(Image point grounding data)
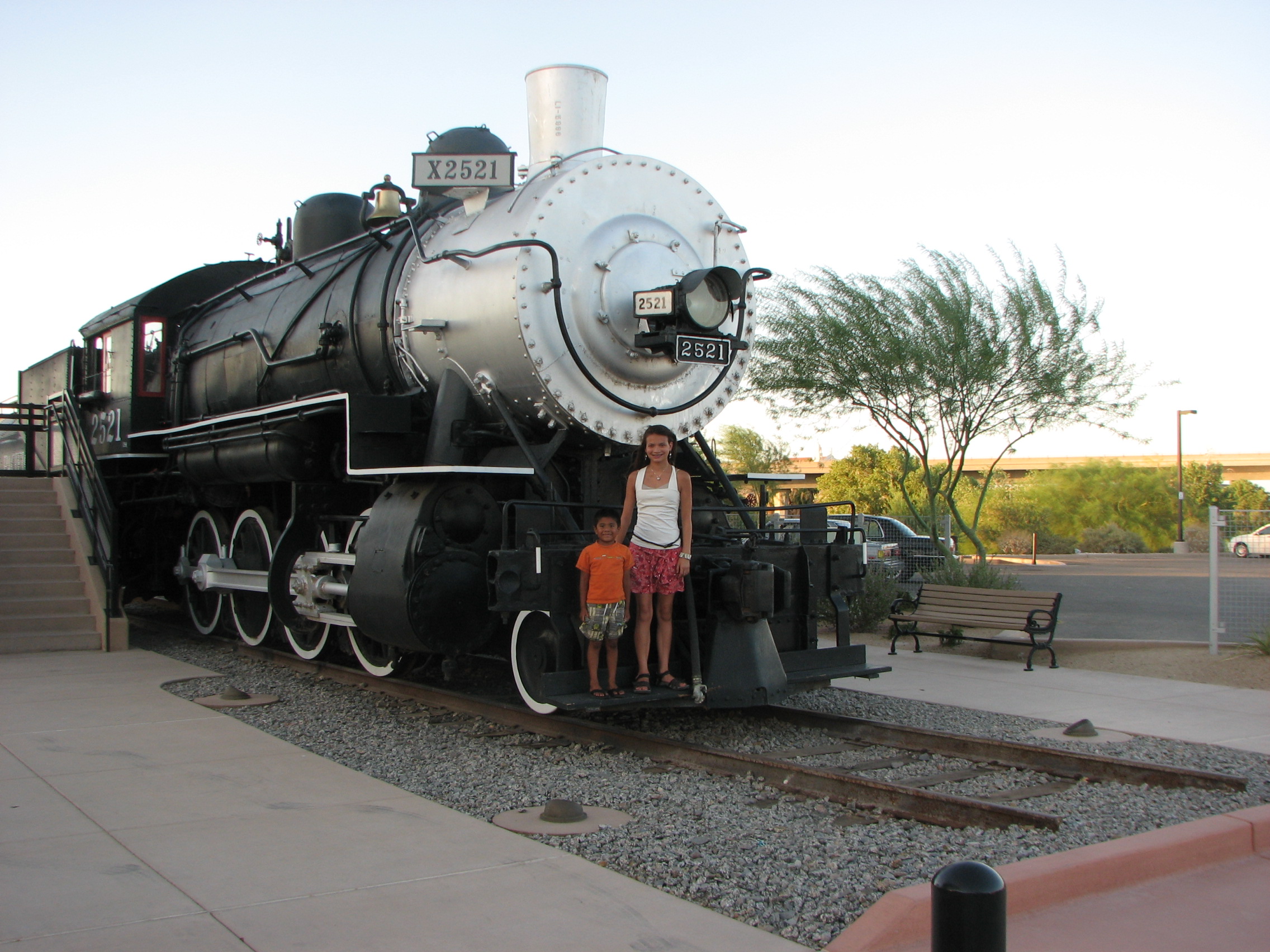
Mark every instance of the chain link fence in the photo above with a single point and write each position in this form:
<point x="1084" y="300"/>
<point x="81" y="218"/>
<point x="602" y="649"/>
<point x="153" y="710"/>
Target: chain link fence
<point x="1239" y="586"/>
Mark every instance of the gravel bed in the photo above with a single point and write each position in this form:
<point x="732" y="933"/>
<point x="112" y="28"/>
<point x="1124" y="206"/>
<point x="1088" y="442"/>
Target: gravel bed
<point x="799" y="867"/>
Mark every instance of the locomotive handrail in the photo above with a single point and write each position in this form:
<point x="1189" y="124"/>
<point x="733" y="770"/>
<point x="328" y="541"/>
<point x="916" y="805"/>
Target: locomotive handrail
<point x="93" y="498"/>
<point x="756" y="531"/>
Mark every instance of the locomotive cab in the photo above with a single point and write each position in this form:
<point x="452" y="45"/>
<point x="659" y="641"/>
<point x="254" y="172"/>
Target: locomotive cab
<point x="124" y="372"/>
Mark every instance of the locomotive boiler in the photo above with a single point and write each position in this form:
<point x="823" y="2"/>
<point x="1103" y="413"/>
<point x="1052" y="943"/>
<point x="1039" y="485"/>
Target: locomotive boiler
<point x="389" y="441"/>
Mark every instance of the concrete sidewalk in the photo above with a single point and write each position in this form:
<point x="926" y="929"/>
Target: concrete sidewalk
<point x="1192" y="886"/>
<point x="1206" y="713"/>
<point x="134" y="820"/>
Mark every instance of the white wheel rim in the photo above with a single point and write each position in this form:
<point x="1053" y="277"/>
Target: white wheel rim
<point x="536" y="706"/>
<point x="203" y="516"/>
<point x="379" y="670"/>
<point x="250" y="516"/>
<point x="307" y="653"/>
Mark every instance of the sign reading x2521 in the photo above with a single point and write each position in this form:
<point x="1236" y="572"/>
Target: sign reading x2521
<point x="433" y="169"/>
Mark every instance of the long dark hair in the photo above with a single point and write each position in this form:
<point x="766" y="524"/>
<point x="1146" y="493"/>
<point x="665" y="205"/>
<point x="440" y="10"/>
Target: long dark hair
<point x="639" y="459"/>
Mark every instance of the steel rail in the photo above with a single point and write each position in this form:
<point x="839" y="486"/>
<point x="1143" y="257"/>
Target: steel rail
<point x="898" y="800"/>
<point x="1007" y="753"/>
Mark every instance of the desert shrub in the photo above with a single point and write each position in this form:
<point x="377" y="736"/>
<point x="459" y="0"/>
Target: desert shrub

### Your instructions:
Go through the data and gather every line that holds "desert".

### Solution for this problem:
Mark every instance of the desert shrub in the photo above with a single point and write each position in this form:
Target: desert shrub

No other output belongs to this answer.